*Aim*
The entire listing is to be repeated verbatim.

Data listing:
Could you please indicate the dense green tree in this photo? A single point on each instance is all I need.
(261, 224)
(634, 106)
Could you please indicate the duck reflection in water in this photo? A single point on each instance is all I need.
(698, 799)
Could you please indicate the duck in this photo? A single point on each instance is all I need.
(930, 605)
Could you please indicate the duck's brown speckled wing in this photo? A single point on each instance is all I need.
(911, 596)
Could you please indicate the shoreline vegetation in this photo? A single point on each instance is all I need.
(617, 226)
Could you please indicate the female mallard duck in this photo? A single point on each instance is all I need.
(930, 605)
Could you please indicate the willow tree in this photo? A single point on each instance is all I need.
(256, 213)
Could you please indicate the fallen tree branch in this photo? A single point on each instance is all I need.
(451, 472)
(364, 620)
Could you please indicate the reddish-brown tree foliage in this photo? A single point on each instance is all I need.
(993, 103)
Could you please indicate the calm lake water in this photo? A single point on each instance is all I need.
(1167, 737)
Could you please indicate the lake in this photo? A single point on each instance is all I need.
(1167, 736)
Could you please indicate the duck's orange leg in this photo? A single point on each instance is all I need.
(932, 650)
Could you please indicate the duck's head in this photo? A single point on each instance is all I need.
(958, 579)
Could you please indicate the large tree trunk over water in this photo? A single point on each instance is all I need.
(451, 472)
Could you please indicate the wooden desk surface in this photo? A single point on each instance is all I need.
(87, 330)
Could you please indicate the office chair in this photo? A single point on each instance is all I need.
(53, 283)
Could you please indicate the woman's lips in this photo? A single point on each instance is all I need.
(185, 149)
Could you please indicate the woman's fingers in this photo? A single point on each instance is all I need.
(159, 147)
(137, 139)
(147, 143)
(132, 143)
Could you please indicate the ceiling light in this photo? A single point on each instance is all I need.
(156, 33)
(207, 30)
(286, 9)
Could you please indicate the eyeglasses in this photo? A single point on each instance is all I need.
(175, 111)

*Output below*
Could you please indicate the dense green tree in this photo? A single point on each instance is all I need.
(261, 224)
(634, 106)
Could you please indicate the duck reflection in water in this photo? A single point on each instance is all I need.
(698, 799)
Could you please indicate the duck in this photo? A single point on each instance is all I need.
(930, 605)
Could you please indicate the duck's brown speckled wing in this photo? A single point on each instance is all I need.
(911, 596)
Could you please indicate the shoreline vegetation in this photo? A single point on each instance is all I need.
(617, 226)
Could you please indicate the female mallard duck in this photo? A single point on each instance is all I need.
(930, 605)
Could you please indicate the willow tree in this photo? A single point on each instance is all I need.
(256, 213)
Could you please indicate the fallen tree branch in this photo? A single point on each instance is all I need.
(451, 472)
(364, 620)
Could you please indicate the reddish-brown tree foliage in this photo? A single point on each instance is all I need.
(993, 103)
Could you please indicate the calm lake water in this photo? A single point on each instance is all I need.
(1167, 737)
Could you please indicate the lake in this photo? A single point on each instance is all I need.
(1167, 736)
Could you please indicate the duck's orange leg in this photo? A single point on each instance is all I need.
(932, 650)
Could you please indicate the duck's head in this photo? A single point on each instance is all I need.
(958, 579)
Could you please indicate the large tree trunk over water in this photo? A single point on each instance is all I need.
(451, 472)
Could you please indicate the wooden desk surface in this photo? A single point on each instance is all I need.
(87, 330)
Could you please indicate the office chair in this photo? A single point on each instance is all I need.
(53, 283)
Could you please indicate the woman's lips in this photo? A single point on each instance is all I need.
(185, 149)
Could you please indicate the woman's fingers in this photo? A single point on each instance is all I need.
(159, 147)
(137, 139)
(147, 143)
(132, 143)
Could you please indicate the ceiling light in this photo? A single point on each instance is all I need.
(156, 33)
(207, 30)
(286, 9)
Could you please indicate the eyeglasses in this photo? A single point on each instance is all I need.
(175, 111)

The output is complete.